Take Me Out, Richard Greenberg's new play about an incident-packed season of a Yankees-like major league baseball team, will start Broadway previews at the Walter Kerr Theatre Feb 4, 2003 following its London and current Off-Broadway world premiere staging.

Carole Shorenstein Hays will present the Donmar Warehouse and The Public Theater/New York Shakespeare Festival production of the play, which has been selling out this fall in its extended run (newly announced to Nov. 24) at the Public's three-quarter Anspacher Theater downtown. The official Broadway opening is Feb. 27.

Initial news of the transfer was previously confirmed by a spokesman for Hays late Oct. 10.

Negotiations for the entire original Donmar/Public cast are underway, though the troupe is expected to repeat its duties at the Kerr, a spokesman said. The creative team's work, including Scott Pask's potent Astro-Turf-trimmed scenic design, will have to be modified for a proscenium house, as will Joe Mantello's direction.

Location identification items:
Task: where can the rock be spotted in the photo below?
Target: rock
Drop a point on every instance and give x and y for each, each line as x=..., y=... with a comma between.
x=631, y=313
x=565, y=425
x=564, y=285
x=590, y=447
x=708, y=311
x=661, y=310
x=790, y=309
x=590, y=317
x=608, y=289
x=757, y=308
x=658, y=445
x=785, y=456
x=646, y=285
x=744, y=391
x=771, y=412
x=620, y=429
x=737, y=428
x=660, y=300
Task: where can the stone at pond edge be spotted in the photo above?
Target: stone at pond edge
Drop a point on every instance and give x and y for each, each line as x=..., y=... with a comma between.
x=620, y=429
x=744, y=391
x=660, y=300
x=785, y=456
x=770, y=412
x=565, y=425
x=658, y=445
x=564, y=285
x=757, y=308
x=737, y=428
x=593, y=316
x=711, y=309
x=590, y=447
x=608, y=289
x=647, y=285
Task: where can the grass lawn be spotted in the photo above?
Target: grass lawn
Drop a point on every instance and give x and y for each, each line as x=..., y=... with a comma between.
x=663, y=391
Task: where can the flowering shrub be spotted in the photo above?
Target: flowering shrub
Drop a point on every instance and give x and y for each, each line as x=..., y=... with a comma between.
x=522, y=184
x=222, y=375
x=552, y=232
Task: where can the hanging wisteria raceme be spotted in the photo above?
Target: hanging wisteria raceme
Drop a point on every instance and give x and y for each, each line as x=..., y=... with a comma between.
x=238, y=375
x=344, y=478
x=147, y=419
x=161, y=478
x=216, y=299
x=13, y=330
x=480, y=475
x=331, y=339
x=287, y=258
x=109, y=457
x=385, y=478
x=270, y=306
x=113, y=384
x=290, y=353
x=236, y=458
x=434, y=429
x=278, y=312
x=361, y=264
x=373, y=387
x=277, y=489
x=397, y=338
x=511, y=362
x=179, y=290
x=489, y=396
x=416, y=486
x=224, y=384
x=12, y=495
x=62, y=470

Work instructions:
a - Can you copy the Take Me Out report word for word, between "Take Me Out, Richard" and "is Feb. 27.", inclusive?
b - What are all the calendar dates that appear in the Take Me Out report?

Solved tasks:
a -
Take Me Out, Richard Greenberg's new play about an incident-packed season of a Yankees-like major league baseball team, will start Broadway previews at the Walter Kerr Theatre Feb 4, 2003 following its London and current Off-Broadway world premiere staging.

Carole Shorenstein Hays will present the Donmar Warehouse and The Public Theater/New York Shakespeare Festival production of the play, which has been selling out this fall in its extended run (newly announced to Nov. 24) at the Public's three-quarter Anspacher Theater downtown. The official Broadway opening is Feb. 27.

b -
Feb 4, 2003
Nov. 24
Feb. 27
Oct. 10